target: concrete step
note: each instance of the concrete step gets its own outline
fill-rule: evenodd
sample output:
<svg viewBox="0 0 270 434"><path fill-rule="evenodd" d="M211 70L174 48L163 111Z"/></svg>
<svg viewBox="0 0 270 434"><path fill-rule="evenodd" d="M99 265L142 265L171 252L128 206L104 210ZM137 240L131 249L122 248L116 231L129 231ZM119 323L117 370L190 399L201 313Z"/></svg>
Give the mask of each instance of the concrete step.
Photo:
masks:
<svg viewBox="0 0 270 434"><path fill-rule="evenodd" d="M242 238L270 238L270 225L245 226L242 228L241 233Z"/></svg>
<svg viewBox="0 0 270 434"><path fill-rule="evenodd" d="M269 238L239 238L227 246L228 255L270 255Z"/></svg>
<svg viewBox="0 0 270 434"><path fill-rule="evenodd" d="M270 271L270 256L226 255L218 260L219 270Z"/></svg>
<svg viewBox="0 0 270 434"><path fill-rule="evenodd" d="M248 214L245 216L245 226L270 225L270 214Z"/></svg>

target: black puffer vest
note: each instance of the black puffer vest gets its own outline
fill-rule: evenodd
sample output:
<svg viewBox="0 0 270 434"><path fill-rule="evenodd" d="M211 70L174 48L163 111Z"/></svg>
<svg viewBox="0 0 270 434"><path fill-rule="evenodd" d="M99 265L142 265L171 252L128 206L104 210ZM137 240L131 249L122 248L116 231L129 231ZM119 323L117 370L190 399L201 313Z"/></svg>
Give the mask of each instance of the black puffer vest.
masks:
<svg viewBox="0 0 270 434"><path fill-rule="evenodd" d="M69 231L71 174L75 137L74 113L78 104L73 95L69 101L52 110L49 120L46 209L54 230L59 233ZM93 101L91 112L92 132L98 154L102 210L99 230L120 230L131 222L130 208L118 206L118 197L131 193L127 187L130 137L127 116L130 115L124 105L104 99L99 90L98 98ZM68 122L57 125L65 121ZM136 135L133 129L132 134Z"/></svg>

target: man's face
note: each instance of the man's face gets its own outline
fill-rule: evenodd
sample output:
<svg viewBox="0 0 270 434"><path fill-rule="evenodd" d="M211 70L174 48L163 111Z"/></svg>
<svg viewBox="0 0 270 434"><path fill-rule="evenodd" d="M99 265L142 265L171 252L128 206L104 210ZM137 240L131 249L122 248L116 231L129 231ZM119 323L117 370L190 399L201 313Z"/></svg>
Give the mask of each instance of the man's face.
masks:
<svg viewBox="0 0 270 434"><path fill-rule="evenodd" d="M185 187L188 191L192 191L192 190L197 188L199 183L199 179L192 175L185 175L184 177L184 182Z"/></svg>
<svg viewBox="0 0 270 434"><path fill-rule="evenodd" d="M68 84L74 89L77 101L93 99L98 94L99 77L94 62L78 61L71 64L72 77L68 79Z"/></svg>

_AIM_
Could you update the whole listing above by replacing every "concrete step" with "stone step" and leaving everything else unchanged?

_EXERCISE SOLUTION_
target: stone step
note: each instance of the stone step gets its own outline
fill-rule: evenodd
sample output:
<svg viewBox="0 0 270 434"><path fill-rule="evenodd" d="M211 70L174 48L163 111Z"/></svg>
<svg viewBox="0 0 270 434"><path fill-rule="evenodd" d="M99 265L142 265L171 252L128 206L104 210ZM137 240L131 249L122 248L116 231L129 231ZM119 323L117 370L190 399L201 313Z"/></svg>
Give the mask of each instance of the stone step.
Photo:
masks:
<svg viewBox="0 0 270 434"><path fill-rule="evenodd" d="M242 238L270 238L270 225L245 226L242 228L241 233Z"/></svg>
<svg viewBox="0 0 270 434"><path fill-rule="evenodd" d="M269 238L239 238L227 246L228 255L270 255Z"/></svg>
<svg viewBox="0 0 270 434"><path fill-rule="evenodd" d="M270 271L270 256L226 255L218 260L219 270Z"/></svg>
<svg viewBox="0 0 270 434"><path fill-rule="evenodd" d="M248 214L245 216L245 226L270 225L270 214Z"/></svg>

target: black puffer vest
note: each instance of the black puffer vest gets its own outline
fill-rule: evenodd
sample output:
<svg viewBox="0 0 270 434"><path fill-rule="evenodd" d="M211 70L174 48L163 111Z"/></svg>
<svg viewBox="0 0 270 434"><path fill-rule="evenodd" d="M99 265L142 265L171 252L128 206L104 210ZM137 240L131 249L122 248L116 231L129 231ZM119 323L117 370L190 399L201 313Z"/></svg>
Give the mask of each instance of the black puffer vest.
masks:
<svg viewBox="0 0 270 434"><path fill-rule="evenodd" d="M69 231L71 174L75 137L74 113L78 104L73 95L69 101L52 110L49 120L46 209L54 230L59 233ZM93 101L91 112L92 132L98 154L102 210L99 230L120 230L131 222L130 208L118 206L118 197L131 193L127 187L130 137L127 116L130 115L124 105L104 99L99 90L98 98ZM68 122L57 125L65 121ZM136 135L133 129L132 134Z"/></svg>

target: man's face
note: each instance of the man's face gets its own outline
fill-rule: evenodd
sample output:
<svg viewBox="0 0 270 434"><path fill-rule="evenodd" d="M211 70L174 48L163 111Z"/></svg>
<svg viewBox="0 0 270 434"><path fill-rule="evenodd" d="M99 265L142 265L171 252L128 206L104 210ZM137 240L131 249L122 248L116 231L129 231ZM119 323L117 370L190 399L201 313Z"/></svg>
Give the mask of each instance of the man's face.
masks:
<svg viewBox="0 0 270 434"><path fill-rule="evenodd" d="M185 187L188 191L192 191L192 190L197 188L199 183L199 179L192 175L185 175L184 177L184 182Z"/></svg>
<svg viewBox="0 0 270 434"><path fill-rule="evenodd" d="M68 84L74 89L77 101L93 99L98 94L99 77L94 62L78 61L71 64L72 77L68 79Z"/></svg>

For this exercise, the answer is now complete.